◆ **EXERCISE**:
Return every row below unchanged, character for character.

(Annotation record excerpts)
--------
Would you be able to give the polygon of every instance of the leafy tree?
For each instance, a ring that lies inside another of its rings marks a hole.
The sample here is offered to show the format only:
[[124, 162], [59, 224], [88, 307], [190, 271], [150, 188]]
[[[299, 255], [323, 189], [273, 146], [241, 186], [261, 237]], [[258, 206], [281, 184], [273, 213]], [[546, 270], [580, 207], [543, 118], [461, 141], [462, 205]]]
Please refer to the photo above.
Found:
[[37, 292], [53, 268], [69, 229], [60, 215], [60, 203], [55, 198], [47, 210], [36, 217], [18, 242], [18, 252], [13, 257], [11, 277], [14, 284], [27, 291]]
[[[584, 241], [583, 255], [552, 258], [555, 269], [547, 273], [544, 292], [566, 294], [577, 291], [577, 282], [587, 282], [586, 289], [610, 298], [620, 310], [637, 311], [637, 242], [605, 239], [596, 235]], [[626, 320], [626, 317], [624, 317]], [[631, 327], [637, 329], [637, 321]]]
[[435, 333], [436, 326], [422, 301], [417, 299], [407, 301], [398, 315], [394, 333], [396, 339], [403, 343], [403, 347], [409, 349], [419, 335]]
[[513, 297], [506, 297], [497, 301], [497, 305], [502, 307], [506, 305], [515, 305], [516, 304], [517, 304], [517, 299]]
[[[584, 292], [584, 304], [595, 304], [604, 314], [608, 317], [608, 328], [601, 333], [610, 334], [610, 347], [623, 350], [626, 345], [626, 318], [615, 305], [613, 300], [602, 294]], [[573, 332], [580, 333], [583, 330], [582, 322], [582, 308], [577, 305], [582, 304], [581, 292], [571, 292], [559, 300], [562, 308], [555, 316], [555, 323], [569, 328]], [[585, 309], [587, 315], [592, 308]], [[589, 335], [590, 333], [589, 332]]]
--------
◆ **SOLUTION TO THIS PROBLEM**:
Would you be able to give the polygon of every instance of the leafy tree?
For each instance, a ring that lies inside another of its rings marks a hole.
The sample here is offered to show the format only:
[[124, 162], [59, 224], [88, 307], [190, 271], [150, 188]]
[[[299, 255], [323, 189], [273, 146], [241, 186], [261, 237]], [[258, 206], [281, 184], [273, 213]], [[546, 270], [580, 207], [543, 118], [461, 141], [462, 205]]]
Please refer to the photo above.
Found:
[[37, 292], [53, 268], [69, 229], [60, 215], [60, 203], [55, 198], [47, 210], [36, 217], [18, 242], [18, 252], [13, 257], [11, 277], [14, 284], [27, 291]]
[[[584, 241], [583, 255], [552, 258], [555, 269], [547, 273], [544, 292], [566, 294], [577, 291], [577, 282], [587, 282], [586, 289], [610, 298], [620, 310], [637, 311], [637, 242], [605, 239], [596, 235]], [[626, 320], [626, 317], [624, 317]], [[631, 327], [637, 329], [637, 321]]]
[[435, 333], [436, 326], [422, 301], [417, 299], [407, 301], [398, 315], [394, 333], [396, 339], [403, 343], [403, 347], [409, 349], [419, 335]]
[[513, 297], [506, 297], [497, 301], [497, 305], [502, 307], [506, 305], [515, 305], [516, 304], [517, 304], [517, 299]]
[[[584, 292], [584, 304], [595, 304], [604, 314], [608, 317], [608, 328], [601, 333], [610, 334], [610, 347], [623, 350], [626, 345], [626, 318], [615, 305], [613, 300], [602, 294]], [[573, 332], [580, 333], [583, 330], [582, 322], [582, 308], [577, 305], [582, 304], [581, 292], [571, 292], [559, 300], [562, 308], [555, 316], [555, 323], [569, 328]], [[585, 309], [587, 315], [592, 308]], [[589, 335], [590, 333], [589, 332]]]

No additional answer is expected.